◆ **Task**: Copy out the entries below precisely; nothing is to be omitted.

------------

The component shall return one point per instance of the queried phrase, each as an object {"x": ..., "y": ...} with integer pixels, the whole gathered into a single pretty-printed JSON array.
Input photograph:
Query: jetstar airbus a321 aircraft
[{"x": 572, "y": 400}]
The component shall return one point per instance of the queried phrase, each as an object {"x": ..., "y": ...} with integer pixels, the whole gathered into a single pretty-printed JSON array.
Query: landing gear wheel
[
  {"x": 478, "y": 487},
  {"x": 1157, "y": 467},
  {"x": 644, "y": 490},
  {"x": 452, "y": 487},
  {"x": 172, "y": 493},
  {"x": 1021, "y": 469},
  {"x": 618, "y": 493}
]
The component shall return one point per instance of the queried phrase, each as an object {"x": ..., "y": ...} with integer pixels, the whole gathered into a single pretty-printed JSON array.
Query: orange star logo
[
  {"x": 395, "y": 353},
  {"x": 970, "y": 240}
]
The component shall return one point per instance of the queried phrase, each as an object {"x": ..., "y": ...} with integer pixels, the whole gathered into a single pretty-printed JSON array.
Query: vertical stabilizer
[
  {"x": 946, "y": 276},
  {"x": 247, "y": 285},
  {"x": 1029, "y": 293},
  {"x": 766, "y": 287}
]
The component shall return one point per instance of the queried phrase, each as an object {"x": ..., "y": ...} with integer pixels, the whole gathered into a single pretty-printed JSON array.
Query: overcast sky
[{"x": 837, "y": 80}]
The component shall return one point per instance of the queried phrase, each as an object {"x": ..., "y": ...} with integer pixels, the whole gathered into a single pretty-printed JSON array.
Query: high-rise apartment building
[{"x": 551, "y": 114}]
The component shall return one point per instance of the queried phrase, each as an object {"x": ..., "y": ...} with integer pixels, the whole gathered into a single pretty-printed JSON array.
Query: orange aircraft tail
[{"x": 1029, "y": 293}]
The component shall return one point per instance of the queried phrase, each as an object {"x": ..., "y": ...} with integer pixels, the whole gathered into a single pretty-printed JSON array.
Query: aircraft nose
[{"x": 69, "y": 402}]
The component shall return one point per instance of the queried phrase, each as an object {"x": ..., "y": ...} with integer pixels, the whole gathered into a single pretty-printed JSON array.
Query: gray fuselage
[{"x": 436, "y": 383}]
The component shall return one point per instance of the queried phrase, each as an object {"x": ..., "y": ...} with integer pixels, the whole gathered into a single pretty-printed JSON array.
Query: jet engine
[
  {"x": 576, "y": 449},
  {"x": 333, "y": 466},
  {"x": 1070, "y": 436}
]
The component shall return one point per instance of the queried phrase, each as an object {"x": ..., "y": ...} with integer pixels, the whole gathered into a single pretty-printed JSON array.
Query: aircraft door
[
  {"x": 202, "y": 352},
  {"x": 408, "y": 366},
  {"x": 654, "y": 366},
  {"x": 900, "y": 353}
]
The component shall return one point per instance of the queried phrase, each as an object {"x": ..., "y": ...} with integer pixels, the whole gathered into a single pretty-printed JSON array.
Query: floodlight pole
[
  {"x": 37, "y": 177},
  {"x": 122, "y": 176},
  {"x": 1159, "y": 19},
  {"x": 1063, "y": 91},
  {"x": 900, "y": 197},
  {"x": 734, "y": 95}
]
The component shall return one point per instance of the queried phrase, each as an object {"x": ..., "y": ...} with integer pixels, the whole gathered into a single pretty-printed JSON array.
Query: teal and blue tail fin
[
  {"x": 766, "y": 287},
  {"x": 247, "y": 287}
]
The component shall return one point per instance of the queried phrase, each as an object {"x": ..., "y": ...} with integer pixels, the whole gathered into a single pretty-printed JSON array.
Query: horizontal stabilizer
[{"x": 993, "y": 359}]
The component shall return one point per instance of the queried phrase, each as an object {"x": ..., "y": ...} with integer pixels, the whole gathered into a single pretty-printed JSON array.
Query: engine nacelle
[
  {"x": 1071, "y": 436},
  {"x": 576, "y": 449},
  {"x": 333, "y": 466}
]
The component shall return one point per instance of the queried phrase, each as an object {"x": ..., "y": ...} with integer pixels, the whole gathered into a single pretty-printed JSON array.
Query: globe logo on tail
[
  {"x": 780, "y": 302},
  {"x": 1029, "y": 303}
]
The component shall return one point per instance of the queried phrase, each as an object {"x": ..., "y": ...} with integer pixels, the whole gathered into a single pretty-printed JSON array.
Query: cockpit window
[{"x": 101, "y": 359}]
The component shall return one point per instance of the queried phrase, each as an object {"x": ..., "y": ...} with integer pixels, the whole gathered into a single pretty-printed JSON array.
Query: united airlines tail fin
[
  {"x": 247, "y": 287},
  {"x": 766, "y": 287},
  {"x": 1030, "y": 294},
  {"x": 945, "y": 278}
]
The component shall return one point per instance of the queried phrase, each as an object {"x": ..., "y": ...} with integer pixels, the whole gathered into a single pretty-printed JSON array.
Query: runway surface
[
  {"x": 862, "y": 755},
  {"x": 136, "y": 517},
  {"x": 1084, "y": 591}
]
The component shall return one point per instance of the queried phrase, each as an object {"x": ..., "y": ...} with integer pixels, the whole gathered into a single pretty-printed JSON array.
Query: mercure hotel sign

------------

◆ **Output of the task**:
The component shall return one point per instance of the queried phrase, each as an object {"x": ..., "y": ...} with integer pixels, the whole gathered into a single pretty-printed JSON array.
Input photograph:
Query: jetstar airbus a321 aircraft
[{"x": 572, "y": 400}]
The component shall return one point per instance of the queried phrase, each as an object {"x": ..., "y": ...} with integer pixels, the whole gathered into a single pretty-printed JSON array.
Query: landing gear wheel
[
  {"x": 478, "y": 487},
  {"x": 1157, "y": 467},
  {"x": 644, "y": 490},
  {"x": 452, "y": 487},
  {"x": 172, "y": 493},
  {"x": 1021, "y": 469},
  {"x": 618, "y": 493}
]
The component shall return one point per instance of the queried phrase, each as an object {"x": ..., "y": ...} with integer pixels, the whole gathered into a single pretty-printed JSON array.
Query: orange star logo
[
  {"x": 395, "y": 353},
  {"x": 970, "y": 240}
]
The component shall return one point per instance of the queried phrase, each as an object {"x": ..., "y": ...} with integer pixels, the whole gathered into a single pretty-printed JSON array.
Query: vertical stabilizer
[
  {"x": 946, "y": 276},
  {"x": 247, "y": 285},
  {"x": 1029, "y": 293},
  {"x": 766, "y": 287}
]
The component shall return one point per instance of the queried phrase, each as an object {"x": ..., "y": ...} with integer pixels, the whole gathered into a single pretty-printed JSON array.
Query: overcast sky
[{"x": 837, "y": 80}]
The component shall return one point per instance of the queried phrase, each as an object {"x": ..., "y": ...} with integer pixels, the whole gathered into a single pretty-printed JSON array.
Query: high-rise apartment building
[{"x": 551, "y": 114}]
The component shall return one point per instance of the queried phrase, each as an object {"x": ..., "y": ...} with integer pixels, the whole gathered into a single pretty-printed JSON array.
Query: orange aircraft tail
[{"x": 1029, "y": 293}]
The component shall return one point per instance of the queried phrase, each as an object {"x": ..., "y": ...} with integer pixels, the whole gathered into a single pretty-printed JSON array.
Query: aircraft nose
[{"x": 69, "y": 402}]
The component shall return one point per instance of the queried phrase, each as an object {"x": ..., "y": ...} with integer pixels, the whole gathered into a single pretty-printed JSON array.
Query: gray fuselage
[{"x": 436, "y": 383}]
The component shall return one point per instance of the queried phrase, each as an object {"x": ..., "y": ...} with integer pixels, the whole gathered into a single pretty-printed JSON array.
Query: jet engine
[
  {"x": 576, "y": 449},
  {"x": 333, "y": 466},
  {"x": 1070, "y": 436}
]
The component shall return one point per instance of the queried phrase, each as an object {"x": ..., "y": ...} with integer pixels, the whole gathered into a single pretty-printed JSON array.
Query: aircraft door
[
  {"x": 202, "y": 352},
  {"x": 408, "y": 366},
  {"x": 654, "y": 366},
  {"x": 900, "y": 353}
]
The component shall return one point per instance of the queried phrase, each as an object {"x": ..., "y": ...} with integer pixels, the whole gathered into a single pretty-printed JSON array.
Query: floodlight pole
[
  {"x": 37, "y": 177},
  {"x": 122, "y": 176},
  {"x": 1159, "y": 19},
  {"x": 1063, "y": 91},
  {"x": 900, "y": 197},
  {"x": 734, "y": 95}
]
The component shall return one point per instance of the queried phrase, each as an object {"x": ..., "y": ...} with integer pixels, the whole gathered into a single pretty-printed JSON array.
Query: teal and blue tail fin
[
  {"x": 766, "y": 287},
  {"x": 247, "y": 287}
]
The component shall return one point per instance of the queried phrase, each as an object {"x": ..., "y": ...} with integer pixels, the whole gathered into a single pretty-printed JSON array.
Query: horizontal stabilizer
[{"x": 993, "y": 359}]
The component shall return one point per instance of the queried phrase, each as an object {"x": ..., "y": ...} with integer pixels, the whole gathered into a single pretty-printed JSON array.
Query: engine nacelle
[
  {"x": 1071, "y": 436},
  {"x": 576, "y": 449},
  {"x": 333, "y": 466}
]
The component shall return one point per instance of the queried phrase, each as an object {"x": ..., "y": ...} with integer pixels, the whole gathered into a single pretty-printed JSON array.
Query: globe logo on tail
[
  {"x": 780, "y": 302},
  {"x": 1029, "y": 303}
]
The component shall return one point per instance of the queried phrase, each as an object {"x": ..., "y": ...} with integer pixels, the whole gathered into a single pretty-printed JSON array.
Query: cockpit window
[{"x": 101, "y": 359}]
The component shall return one point per instance of the queried phrase, each as an object {"x": ..., "y": ...} with integer pixels, the whole gathered into a single pretty-printed JSON array.
Query: united airlines tail fin
[
  {"x": 247, "y": 287},
  {"x": 766, "y": 287},
  {"x": 1030, "y": 294},
  {"x": 945, "y": 278}
]
The component shall return one point per instance of the queried phrase, each as an object {"x": ..., "y": ...} with integer pixels, the whole gathered into a single pretty-printed JSON array.
Query: runway surface
[
  {"x": 862, "y": 755},
  {"x": 136, "y": 517},
  {"x": 1084, "y": 591}
]
The component shall return one point per instance of the queried phrase, each as an object {"x": ..., "y": ...} with integer pixels, the whole gathered into a single pretty-printed JSON array.
Query: mercure hotel sign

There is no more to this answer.